*Assignment*:
In the passage about study abroad students heading home, where was Evan Unruh-Friesen spending his semester?

*Source passage*:
━━━
In light of the rapidly changing situation, study abroad programs around the world have scrambled to make decisions and get students home. When the coronavirus began spreading in Japan, Smith said her program first told students that they would continue going to classes as normal. 

“Four or five days after that, they called us into an auditorium and told us that we were going home,” Smith said. “It was pretty sudden.”

Smith wasn’t entirely surprised by the early end to her program — she had been tracking the news since the outbreak started in Wuhan, China and expected a response once cases were confirmed on a Diamond Princess cruise ship in Japan in early February. But, she said, not everyone around her took the threat as seriously. When she told her host family that she was being sent home, they didn’t believe her at first. 

“I felt like I was going crazy there,” Smith said. “I was like, look, we have at least two weeks before it hits to a really bad level where I think they’re going to send us back home, and nobody believed me.”

Since returning home, Smith has been doing her classwork online during her two-week quarantine. Most students leaving their abroad sites can still earn credit for their classes, according to the CSA’s March 14 email. 

Evan Unruh-Friesen ’21 was spending his semester abroad in New Zealand in a direct enrollment program with the University of Otago. Although he wasn’t required to leave, he decided to start his trip home on Wednesday after several days of consideration. 

“In terms of staying my decision changes almost daily,” Unruh-Friesen wrote in a message to The Mac Weekly.. “If you would have asked me [last] Monday I would’ve been dead set with staying.”

But Unruh-Friesen had several concerns about staying — the University of Otago continued holding in-person classes after most programs had closed, and New Zealand is starting to take isolation measures that could limit his ability to move about or come home. By Wednesday March 25, he was on his way back to the U.S.

“It seemed better to be stuck at home,” Unruh-Friesen wrote.
━━━
*Dataset excerpts*:
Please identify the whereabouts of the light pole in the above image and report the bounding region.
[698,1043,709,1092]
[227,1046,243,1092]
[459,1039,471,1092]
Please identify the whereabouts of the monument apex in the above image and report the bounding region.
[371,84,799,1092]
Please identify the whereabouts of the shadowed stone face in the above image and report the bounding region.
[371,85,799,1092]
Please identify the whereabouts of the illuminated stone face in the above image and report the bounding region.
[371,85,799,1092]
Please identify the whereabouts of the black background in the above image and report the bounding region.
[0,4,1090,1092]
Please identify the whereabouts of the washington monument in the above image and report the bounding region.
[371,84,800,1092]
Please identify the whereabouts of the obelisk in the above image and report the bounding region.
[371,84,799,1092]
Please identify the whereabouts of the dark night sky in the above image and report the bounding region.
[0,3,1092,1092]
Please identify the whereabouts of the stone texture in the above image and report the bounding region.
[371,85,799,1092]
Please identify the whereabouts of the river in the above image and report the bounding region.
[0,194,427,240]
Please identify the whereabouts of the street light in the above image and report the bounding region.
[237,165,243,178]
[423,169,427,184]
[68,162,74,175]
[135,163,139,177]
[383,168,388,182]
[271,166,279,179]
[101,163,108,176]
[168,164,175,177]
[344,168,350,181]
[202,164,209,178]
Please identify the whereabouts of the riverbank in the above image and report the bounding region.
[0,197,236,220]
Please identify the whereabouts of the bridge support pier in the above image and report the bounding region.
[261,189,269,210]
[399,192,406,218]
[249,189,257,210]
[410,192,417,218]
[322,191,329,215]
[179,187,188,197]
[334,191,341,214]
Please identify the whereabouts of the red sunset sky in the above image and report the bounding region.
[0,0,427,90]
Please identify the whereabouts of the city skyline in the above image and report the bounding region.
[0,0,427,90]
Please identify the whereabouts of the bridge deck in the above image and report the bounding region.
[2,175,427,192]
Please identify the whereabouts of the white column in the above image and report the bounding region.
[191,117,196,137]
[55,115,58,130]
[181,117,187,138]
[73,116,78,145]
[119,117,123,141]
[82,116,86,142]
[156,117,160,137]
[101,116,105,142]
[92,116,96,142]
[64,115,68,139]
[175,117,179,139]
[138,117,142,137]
━━━
*Written answer*:
In New Zealand, in a direct enrollment program with the University of Otago.